• [Given instruction] Beginning at the line containing "Box every ocean water you see." and continuing to the end of the records below, give each line again exactly as it stands, and only those lines.
====== Records provided ======
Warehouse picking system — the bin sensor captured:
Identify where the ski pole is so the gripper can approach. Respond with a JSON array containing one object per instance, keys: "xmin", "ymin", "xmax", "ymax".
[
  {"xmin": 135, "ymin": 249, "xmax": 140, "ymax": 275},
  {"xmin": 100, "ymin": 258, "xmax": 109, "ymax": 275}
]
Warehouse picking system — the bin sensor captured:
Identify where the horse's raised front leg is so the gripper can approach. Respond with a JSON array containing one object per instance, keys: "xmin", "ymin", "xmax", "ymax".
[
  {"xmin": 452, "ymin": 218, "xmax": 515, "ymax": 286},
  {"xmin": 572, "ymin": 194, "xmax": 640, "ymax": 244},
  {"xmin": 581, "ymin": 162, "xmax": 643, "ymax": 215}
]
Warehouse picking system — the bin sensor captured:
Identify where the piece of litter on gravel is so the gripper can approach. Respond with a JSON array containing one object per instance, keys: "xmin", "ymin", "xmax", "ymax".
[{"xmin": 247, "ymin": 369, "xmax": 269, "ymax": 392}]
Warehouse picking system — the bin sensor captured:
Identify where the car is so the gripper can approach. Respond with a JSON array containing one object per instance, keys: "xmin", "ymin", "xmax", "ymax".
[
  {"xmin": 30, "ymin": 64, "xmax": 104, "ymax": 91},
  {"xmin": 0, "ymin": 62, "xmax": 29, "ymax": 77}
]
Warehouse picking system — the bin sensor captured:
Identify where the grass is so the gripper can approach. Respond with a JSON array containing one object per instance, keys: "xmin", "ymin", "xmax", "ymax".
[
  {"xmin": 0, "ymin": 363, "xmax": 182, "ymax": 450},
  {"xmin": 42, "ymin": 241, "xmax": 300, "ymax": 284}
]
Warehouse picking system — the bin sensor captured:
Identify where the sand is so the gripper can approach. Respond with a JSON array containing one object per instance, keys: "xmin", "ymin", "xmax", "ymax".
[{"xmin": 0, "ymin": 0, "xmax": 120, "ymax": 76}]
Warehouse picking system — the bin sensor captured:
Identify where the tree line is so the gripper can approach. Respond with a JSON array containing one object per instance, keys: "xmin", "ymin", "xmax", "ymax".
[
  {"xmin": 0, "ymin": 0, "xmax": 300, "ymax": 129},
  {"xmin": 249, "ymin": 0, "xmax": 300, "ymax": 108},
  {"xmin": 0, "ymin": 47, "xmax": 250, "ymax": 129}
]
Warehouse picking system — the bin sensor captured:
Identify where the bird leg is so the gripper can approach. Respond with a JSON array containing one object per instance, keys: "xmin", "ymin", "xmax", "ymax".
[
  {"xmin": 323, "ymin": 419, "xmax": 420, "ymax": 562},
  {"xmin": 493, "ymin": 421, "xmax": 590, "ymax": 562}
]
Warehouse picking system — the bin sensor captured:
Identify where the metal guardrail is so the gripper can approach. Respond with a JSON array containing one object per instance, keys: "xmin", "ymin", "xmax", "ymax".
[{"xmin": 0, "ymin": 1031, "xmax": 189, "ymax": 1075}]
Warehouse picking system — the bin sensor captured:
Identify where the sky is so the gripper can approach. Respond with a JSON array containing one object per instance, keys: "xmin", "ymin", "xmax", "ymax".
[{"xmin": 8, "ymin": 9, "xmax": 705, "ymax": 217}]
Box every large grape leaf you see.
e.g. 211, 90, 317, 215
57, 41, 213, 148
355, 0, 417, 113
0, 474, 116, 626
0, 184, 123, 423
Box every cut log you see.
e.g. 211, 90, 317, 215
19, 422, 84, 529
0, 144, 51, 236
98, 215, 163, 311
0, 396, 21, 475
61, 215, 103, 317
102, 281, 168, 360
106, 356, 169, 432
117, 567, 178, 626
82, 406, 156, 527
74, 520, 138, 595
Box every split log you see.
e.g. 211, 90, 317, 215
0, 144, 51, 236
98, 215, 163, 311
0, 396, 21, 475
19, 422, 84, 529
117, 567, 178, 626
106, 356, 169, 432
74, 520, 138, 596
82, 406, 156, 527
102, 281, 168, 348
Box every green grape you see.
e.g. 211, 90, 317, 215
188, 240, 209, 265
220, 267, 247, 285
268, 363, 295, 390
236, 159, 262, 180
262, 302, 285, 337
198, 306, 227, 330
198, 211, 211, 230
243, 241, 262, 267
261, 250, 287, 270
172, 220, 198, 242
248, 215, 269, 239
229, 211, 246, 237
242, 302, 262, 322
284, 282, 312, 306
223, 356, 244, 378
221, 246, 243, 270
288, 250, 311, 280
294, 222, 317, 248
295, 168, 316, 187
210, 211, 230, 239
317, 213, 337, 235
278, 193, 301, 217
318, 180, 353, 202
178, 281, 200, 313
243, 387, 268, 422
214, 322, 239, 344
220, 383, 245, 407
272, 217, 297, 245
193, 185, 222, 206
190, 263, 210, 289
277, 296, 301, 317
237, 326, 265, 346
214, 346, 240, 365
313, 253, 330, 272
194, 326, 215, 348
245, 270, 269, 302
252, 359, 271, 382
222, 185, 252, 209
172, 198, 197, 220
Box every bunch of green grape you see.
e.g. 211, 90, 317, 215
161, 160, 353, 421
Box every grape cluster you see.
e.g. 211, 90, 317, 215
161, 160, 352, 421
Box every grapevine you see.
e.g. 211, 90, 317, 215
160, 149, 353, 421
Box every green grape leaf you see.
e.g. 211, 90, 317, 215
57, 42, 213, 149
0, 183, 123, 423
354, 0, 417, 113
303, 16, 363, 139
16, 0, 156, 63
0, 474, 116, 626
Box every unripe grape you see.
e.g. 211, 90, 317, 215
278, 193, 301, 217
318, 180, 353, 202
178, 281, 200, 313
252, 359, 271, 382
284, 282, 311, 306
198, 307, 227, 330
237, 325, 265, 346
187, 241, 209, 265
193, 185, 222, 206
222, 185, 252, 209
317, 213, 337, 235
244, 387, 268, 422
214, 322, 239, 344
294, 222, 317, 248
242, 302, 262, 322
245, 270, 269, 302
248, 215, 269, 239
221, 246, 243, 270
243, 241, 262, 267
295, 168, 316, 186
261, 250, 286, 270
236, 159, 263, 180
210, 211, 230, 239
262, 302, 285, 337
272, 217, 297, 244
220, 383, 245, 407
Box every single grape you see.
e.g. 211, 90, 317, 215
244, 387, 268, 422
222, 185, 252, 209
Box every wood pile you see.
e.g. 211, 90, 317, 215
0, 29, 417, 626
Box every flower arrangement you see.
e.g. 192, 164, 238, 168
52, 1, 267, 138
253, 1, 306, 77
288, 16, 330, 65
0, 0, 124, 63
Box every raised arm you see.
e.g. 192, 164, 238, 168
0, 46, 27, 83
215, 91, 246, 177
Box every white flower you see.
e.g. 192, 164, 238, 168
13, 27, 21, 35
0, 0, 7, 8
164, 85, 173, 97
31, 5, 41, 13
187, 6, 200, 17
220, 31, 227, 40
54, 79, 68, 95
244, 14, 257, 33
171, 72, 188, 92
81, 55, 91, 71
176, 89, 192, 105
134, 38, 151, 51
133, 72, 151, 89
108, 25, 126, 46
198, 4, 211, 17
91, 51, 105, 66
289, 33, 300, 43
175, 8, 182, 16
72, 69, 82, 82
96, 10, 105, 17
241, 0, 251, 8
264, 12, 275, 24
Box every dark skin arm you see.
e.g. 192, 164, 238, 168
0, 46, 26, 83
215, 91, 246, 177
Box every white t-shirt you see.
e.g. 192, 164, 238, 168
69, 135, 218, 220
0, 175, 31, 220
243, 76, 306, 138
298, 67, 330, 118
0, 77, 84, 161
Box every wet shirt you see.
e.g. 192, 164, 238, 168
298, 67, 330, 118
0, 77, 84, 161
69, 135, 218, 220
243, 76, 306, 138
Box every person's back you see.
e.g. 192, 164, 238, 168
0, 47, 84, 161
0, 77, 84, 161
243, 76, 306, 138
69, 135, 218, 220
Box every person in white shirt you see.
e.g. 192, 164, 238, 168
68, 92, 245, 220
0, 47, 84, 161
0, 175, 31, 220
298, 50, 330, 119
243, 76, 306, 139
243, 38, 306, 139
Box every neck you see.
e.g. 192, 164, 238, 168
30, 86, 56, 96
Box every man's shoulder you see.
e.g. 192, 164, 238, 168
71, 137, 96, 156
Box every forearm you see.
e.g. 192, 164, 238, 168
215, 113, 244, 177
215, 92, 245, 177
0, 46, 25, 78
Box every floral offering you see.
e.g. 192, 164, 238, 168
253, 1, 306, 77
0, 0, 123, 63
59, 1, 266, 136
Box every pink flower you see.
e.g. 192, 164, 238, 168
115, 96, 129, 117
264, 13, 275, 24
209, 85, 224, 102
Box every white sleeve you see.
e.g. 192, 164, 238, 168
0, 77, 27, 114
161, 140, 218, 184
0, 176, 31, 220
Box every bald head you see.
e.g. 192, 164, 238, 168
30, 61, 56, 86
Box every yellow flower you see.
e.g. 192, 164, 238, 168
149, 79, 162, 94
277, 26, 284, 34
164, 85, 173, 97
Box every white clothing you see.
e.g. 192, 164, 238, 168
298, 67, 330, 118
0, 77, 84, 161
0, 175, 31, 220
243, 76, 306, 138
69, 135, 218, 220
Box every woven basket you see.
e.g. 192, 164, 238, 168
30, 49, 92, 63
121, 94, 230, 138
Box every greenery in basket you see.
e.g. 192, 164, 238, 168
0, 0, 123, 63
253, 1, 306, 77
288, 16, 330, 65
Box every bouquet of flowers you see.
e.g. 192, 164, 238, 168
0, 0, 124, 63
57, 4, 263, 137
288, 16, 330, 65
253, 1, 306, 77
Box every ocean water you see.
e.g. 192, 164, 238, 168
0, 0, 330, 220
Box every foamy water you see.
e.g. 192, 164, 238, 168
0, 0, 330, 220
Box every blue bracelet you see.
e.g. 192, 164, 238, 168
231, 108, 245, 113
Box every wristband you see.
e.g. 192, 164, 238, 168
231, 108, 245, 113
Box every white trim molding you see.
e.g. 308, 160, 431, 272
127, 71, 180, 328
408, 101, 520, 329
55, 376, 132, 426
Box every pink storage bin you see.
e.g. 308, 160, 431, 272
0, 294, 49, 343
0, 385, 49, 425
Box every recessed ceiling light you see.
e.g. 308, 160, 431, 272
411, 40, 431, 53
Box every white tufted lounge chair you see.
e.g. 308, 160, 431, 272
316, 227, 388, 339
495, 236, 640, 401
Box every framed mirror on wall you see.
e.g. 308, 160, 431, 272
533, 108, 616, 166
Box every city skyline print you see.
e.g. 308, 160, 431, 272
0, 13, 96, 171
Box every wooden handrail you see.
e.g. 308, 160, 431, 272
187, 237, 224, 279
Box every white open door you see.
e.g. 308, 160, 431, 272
======
• [Result of the exercise]
Box every ocean water you see.
e.g. 192, 164, 238, 168
0, 0, 330, 220
Box every foamy water you see.
e.g. 192, 164, 238, 168
0, 0, 330, 220
Box every blue bracelet you see.
e.g. 192, 164, 238, 168
231, 108, 245, 113
Box every wristband you see.
e.g. 192, 164, 238, 168
231, 108, 245, 113
Box every white trim molding you see.
e.g. 308, 160, 431, 272
127, 71, 180, 328
408, 101, 520, 329
55, 376, 132, 426
Box every pink storage bin you see.
e.g. 308, 160, 431, 272
0, 294, 49, 343
0, 385, 49, 425
Box every recessed ceiling light you see.
e.g. 308, 160, 431, 272
411, 40, 431, 53
Box every white tufted lounge chair you see.
e.g. 308, 160, 431, 272
316, 227, 388, 339
495, 236, 640, 401
Box every framed mirror on wall you see.
e.g. 308, 160, 431, 272
533, 108, 616, 166
Box every city skyline print you see.
e.g. 308, 160, 431, 272
0, 13, 96, 171
Box every wooden handrail you see.
e.g. 308, 160, 431, 272
187, 237, 224, 279
Box every white open door you see.
e.g. 308, 160, 431, 272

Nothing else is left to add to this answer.